The CMA’s Simpson said Ottawa should take the lead in making sure the provinces, physicians’ groups and others, including representatives of patients and the disabled, come together soon to start work on legislation and regulation. The federal government would have to amend the criminal law, while provinces would adopt health regulations that fall under their jurisdiction, likely relying on provincial colleges of physicians to oversee new processes. It seems like a lot to hammer out in 12 months, but Downie contends it’s doable. “There’s no need to reinvent the wheel,” she said, pointing to the consultations Quebec conducted in drafting its law and the research she helped spearhead as member of a Royal Society of Canada panel that studied end-of-life issues.
It remains to be seen, though, if the Conservatives are even interested in launching the wide-ranging process some are recommending. Harper has always avoided plunging into large-scale federal-provincial policy discussions, whose outcomes he can’t really control or predict. Simpson said the possibility that the provinces might be left to respond to the court ruling without federal leadership, leading to a patchwork of assisted-suicide standards, worries the CMA. “The last thing we want is people in Manitoba saying, ‘Oh, maybe I should go to Alberta, because maybe I’ll qualify there,’ ” he said.

◆ **ENTRIES SHOWN**
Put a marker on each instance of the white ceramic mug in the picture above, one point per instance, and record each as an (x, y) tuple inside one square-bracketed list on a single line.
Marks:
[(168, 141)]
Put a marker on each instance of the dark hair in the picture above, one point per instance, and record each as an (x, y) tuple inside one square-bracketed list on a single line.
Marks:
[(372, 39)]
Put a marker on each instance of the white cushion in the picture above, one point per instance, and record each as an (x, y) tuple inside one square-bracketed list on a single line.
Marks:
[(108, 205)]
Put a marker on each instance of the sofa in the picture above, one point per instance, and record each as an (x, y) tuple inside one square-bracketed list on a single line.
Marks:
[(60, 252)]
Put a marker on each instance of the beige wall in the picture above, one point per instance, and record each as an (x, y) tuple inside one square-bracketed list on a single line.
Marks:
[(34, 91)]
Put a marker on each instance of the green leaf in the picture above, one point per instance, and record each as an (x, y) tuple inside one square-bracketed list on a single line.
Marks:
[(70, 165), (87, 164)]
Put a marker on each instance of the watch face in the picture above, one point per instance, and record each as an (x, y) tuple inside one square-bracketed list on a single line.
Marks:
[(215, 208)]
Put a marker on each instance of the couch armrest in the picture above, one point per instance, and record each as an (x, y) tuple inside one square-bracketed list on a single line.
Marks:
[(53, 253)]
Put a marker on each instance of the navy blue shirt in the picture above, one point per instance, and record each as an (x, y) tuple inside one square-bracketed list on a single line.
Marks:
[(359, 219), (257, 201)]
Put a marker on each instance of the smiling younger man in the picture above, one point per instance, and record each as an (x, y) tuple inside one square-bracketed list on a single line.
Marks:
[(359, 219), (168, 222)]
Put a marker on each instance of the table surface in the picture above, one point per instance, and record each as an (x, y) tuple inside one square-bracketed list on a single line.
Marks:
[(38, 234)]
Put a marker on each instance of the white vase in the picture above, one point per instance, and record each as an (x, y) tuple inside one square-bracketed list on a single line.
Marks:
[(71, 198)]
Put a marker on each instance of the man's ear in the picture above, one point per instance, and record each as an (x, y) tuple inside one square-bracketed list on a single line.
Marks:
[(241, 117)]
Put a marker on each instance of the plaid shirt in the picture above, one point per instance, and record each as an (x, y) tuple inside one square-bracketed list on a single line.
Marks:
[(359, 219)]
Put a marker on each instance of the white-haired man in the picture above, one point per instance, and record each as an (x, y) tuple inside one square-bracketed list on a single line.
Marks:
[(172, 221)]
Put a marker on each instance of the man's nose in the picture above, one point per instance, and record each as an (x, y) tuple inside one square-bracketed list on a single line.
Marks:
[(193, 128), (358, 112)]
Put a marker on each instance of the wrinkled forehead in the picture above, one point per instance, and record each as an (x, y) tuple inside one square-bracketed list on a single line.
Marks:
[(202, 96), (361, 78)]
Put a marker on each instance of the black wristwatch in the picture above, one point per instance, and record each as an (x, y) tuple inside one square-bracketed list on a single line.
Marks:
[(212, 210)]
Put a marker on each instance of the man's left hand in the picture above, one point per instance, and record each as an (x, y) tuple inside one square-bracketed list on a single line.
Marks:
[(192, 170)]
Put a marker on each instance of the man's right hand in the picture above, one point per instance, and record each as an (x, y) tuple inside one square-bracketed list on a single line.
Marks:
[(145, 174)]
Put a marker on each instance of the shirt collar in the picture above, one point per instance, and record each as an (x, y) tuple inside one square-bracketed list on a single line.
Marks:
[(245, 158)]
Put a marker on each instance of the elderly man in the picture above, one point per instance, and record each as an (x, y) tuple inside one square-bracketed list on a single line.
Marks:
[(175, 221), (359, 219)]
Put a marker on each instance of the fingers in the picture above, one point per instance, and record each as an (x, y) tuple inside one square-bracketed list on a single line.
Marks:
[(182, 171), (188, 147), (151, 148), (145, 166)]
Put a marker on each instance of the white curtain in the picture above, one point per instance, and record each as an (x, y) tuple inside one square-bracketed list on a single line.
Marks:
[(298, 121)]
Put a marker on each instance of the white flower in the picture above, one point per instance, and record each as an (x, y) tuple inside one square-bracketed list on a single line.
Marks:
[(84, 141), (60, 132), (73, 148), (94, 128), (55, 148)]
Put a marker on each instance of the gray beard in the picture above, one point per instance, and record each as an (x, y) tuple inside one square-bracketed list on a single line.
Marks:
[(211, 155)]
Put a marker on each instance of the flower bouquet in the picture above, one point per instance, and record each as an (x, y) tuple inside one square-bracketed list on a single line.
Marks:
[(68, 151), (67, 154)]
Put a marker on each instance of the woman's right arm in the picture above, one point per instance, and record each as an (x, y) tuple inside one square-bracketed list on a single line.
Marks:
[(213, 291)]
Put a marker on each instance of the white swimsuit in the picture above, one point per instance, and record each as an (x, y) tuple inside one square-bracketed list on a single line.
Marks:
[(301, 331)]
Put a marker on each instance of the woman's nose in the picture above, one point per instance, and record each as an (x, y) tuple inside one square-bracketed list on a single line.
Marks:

◆ **PROBLEM TO WORK ON**
Can you copy the stretch of the assisted-suicide article from "The CMA’s Simpson" through "studied end-of-life issues." word for word? These records have no connection to the text.

◆ **PROBLEM SOLUTION**
The CMA’s Simpson said Ottawa should take the lead in making sure the provinces, physicians’ groups and others, including representatives of patients and the disabled, come together soon to start work on legislation and regulation. The federal government would have to amend the criminal law, while provinces would adopt health regulations that fall under their jurisdiction, likely relying on provincial colleges of physicians to oversee new processes. It seems like a lot to hammer out in 12 months, but Downie contends it’s doable. “There’s no need to reinvent the wheel,” she said, pointing to the consultations Quebec conducted in drafting its law and the research she helped spearhead as member of a Royal Society of Canada panel that studied end-of-life issues.